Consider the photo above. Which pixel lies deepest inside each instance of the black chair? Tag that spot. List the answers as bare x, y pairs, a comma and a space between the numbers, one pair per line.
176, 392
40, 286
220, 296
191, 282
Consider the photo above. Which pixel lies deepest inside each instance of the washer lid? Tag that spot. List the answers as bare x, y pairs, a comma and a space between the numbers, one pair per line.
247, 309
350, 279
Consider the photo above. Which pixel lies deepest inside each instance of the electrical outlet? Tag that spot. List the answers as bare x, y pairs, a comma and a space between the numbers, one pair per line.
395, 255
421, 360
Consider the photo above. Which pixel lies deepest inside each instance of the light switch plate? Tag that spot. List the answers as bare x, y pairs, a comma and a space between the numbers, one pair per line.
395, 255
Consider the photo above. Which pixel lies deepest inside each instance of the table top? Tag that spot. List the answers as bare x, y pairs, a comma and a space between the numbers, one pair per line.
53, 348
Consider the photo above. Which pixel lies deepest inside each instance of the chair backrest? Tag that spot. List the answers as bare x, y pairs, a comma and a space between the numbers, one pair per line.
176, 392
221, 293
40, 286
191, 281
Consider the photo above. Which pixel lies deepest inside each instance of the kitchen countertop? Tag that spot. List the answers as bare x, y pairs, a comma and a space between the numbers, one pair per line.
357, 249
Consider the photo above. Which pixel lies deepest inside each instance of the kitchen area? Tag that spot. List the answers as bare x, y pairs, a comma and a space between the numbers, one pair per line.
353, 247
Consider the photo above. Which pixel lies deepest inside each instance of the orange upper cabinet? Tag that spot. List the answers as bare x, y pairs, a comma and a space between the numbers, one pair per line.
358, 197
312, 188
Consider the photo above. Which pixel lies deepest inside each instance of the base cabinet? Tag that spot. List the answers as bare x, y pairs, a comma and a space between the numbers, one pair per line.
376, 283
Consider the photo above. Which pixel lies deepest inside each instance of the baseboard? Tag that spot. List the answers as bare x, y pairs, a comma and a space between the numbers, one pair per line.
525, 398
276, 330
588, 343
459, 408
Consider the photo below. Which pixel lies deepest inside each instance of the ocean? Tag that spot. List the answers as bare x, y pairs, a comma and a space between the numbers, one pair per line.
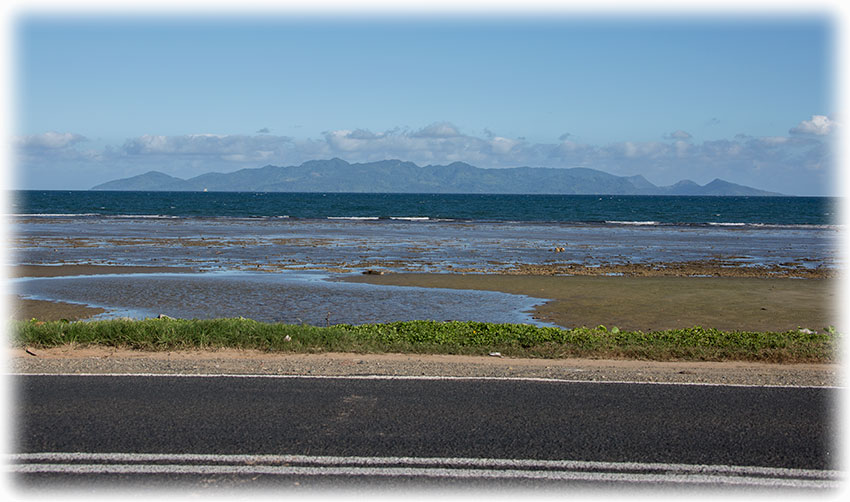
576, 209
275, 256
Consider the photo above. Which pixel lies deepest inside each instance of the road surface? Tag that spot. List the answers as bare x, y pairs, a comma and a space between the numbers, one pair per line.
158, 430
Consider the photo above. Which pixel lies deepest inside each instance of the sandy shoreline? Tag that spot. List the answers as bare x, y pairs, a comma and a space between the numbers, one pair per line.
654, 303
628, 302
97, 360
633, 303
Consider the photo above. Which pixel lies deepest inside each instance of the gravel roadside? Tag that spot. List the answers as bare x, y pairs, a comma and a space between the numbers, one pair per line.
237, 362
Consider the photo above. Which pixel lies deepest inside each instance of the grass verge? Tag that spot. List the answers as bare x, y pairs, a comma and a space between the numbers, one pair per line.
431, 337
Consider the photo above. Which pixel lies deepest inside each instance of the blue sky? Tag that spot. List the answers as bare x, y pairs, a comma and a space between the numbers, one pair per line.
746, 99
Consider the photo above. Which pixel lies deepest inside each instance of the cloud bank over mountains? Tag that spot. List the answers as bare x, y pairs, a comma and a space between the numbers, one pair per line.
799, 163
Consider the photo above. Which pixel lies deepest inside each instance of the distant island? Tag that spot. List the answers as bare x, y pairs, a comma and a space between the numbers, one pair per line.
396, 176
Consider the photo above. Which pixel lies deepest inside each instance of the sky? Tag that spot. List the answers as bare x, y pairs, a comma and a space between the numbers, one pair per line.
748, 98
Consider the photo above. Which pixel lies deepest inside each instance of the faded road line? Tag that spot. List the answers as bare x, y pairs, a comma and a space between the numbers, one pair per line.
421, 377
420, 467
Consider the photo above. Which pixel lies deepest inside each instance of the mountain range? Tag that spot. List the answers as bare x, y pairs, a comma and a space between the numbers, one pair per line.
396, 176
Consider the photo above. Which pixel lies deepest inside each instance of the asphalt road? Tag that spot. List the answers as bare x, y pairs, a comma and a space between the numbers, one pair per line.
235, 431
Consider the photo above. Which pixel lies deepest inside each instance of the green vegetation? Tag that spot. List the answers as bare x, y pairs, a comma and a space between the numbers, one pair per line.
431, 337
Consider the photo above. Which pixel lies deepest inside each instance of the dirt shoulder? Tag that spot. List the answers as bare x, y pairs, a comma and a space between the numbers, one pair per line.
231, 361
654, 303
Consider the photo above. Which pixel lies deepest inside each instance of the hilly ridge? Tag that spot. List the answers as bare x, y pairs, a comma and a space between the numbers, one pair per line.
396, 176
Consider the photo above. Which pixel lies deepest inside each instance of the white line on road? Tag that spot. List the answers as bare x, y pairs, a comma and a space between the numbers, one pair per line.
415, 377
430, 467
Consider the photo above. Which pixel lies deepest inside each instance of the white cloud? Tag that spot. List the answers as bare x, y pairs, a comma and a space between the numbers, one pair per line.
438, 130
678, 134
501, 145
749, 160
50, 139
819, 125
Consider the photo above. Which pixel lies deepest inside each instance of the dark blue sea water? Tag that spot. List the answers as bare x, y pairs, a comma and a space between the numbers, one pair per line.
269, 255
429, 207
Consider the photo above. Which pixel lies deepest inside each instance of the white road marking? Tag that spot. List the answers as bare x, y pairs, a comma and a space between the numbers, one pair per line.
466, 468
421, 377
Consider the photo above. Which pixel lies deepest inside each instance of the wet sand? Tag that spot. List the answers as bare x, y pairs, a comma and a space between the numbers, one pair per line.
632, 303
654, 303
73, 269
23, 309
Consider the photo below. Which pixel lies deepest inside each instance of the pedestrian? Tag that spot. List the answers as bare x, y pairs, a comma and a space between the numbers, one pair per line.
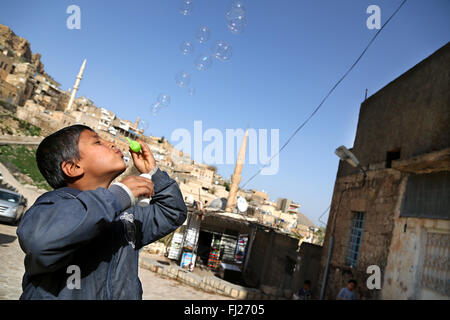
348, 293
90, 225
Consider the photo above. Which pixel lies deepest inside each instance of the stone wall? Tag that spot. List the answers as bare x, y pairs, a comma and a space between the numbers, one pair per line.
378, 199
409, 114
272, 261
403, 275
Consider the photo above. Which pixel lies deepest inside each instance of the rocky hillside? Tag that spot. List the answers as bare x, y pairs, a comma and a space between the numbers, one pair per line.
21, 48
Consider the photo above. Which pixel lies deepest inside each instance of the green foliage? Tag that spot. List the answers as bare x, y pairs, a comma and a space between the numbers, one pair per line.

--

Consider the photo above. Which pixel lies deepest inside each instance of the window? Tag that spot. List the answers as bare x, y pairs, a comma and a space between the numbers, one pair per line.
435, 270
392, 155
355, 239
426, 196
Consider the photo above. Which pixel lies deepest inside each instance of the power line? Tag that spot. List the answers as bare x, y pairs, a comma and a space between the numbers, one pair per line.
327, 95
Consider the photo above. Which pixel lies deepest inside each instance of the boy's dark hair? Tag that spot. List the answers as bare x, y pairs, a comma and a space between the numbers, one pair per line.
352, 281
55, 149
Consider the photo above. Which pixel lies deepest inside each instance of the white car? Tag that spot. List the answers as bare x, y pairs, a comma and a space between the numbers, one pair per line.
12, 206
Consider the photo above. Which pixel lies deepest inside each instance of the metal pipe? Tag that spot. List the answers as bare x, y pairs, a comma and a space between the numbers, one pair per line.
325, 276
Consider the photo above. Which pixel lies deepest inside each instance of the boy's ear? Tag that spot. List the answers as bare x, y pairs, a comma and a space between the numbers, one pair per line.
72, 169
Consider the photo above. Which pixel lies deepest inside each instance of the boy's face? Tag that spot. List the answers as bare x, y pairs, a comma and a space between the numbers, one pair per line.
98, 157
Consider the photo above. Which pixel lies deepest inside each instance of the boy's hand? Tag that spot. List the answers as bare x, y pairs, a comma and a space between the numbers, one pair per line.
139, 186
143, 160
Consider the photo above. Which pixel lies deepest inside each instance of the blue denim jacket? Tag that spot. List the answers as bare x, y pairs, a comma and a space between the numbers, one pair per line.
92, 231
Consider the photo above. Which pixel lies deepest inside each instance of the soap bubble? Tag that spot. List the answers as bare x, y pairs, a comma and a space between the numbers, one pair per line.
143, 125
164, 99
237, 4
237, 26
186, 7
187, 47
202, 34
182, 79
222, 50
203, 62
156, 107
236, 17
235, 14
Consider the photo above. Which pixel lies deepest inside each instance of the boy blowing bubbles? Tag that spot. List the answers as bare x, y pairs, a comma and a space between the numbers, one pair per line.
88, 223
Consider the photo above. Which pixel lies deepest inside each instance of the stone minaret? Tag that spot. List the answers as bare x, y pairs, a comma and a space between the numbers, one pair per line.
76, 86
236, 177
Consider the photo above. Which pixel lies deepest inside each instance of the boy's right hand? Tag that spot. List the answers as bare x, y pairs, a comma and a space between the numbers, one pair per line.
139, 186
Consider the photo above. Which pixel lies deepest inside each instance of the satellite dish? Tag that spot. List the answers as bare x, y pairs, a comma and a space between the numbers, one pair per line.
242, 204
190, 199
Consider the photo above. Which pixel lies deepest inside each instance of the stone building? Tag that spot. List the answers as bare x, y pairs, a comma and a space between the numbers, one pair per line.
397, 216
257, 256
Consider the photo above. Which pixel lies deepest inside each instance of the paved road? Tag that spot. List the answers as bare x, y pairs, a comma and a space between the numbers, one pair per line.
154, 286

» What to work on
Copy the data above word for word, from the line with "of the pedestrian?" to the line with "the green foliage?", including both of those lines, and leave the pictures out.

» Written solution
Consider the photo below. Which pixel lies deepest inside each instance of the pedestrian? Tag that spot. List the answers as bare x, y pairs, a comma and a space between the numbers, one pair per line.
348, 293
90, 225
Consider the photo above. Which pixel lies deepest inside each instance of the stone wall? Tag that spot. List the answers as bare x, y pairs, a comma and a space between the numbers, one pair per line.
378, 199
409, 114
272, 261
403, 275
Consider the photo above. Which pixel lies deepest inside each instance of the rocky hillside? Tag that spot. List the answers as bare x, y pairs, a comma and a space between the numbers, one pair per line.
21, 48
Consider the photo above. Which pixel lies deepest inside each instance of the green foliage? Tag that spot. List the answers as bare x, y pairs, a comma and a space between the numbers, one pair per line.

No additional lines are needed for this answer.